# DATASET EXCERPTS:
>> START

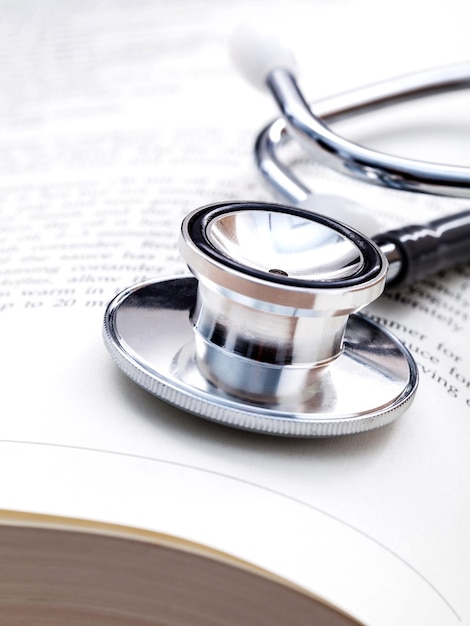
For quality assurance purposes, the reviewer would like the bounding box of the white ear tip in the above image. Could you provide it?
[230,24,296,89]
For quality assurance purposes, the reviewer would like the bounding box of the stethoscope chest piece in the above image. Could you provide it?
[104,203,417,437]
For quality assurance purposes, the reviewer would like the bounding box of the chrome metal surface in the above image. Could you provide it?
[180,203,387,402]
[104,277,417,437]
[264,64,470,200]
[206,208,364,281]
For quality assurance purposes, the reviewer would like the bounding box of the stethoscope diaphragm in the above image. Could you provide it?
[104,203,418,437]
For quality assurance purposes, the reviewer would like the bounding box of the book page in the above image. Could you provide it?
[0,0,470,626]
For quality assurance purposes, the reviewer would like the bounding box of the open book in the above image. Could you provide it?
[0,0,470,626]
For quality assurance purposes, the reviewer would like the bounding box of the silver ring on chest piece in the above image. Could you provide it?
[104,203,417,437]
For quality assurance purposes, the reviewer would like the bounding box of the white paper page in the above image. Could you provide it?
[0,2,470,625]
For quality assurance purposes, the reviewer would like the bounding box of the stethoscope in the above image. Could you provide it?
[104,33,470,437]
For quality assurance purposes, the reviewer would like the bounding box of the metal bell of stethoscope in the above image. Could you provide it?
[104,29,470,437]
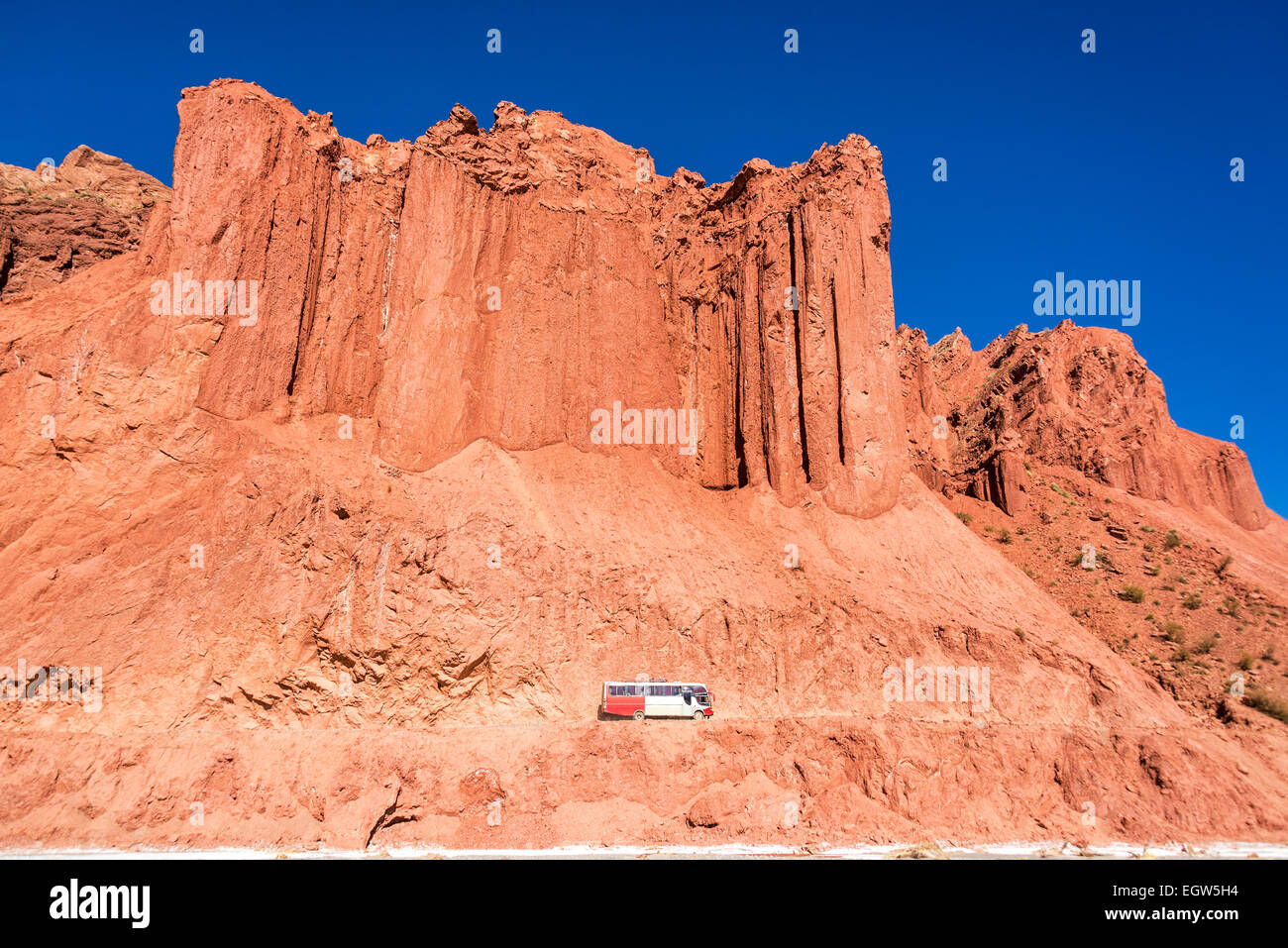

>> END

# EXERCISE:
Copy every line of the items above word for word, leaving out the pictures.

# SOLUTION FOR THIS PROBLEM:
For quality assurance purposes, the reviewer would like the bounding box of the white ear tip in the above image. Could you provide it?
[230,24,296,89]
For quality assurance purposes, the reviewer would like the bounding box of the stethoscope chest piece in the above image. Could you provide it?
[104,203,417,437]
For quality assurance purposes, the reviewer would like the bounding box of the chrome metal surface in the above image. Could you provide it?
[180,203,387,402]
[104,277,417,437]
[264,64,470,200]
[206,208,364,281]
For quality assurance purposes, the reviewer would like the bounding box of the stethoscope diaphragm in the above image. Could you provide it?
[104,203,418,437]
For quality assurance purposes, the reviewer would like the bounding box of the book page in the above image. Could you provide it?
[0,0,470,626]
For quality assurance purposes, the reviewer would like the bounding box of the open book in the above image. Could you provide it?
[0,0,470,626]
For quality assurance purposes, the reviewer would like the bounding box of the silver ring on chest piece in the above image. Could you provide it?
[104,203,417,437]
For quality assurance purposes, the reviewer would like the bounding box of the white paper page in the above image. Could you provide it?
[0,2,470,625]
For quality assurance purposes, the reviewer would like the bounding box of the stethoscope in the above image. Could you provide it?
[104,33,470,437]
For quality assurance purposes, the reviewer would like the bounding box of the metal bell of stethoscope in the above image. Could you provide it?
[104,29,470,437]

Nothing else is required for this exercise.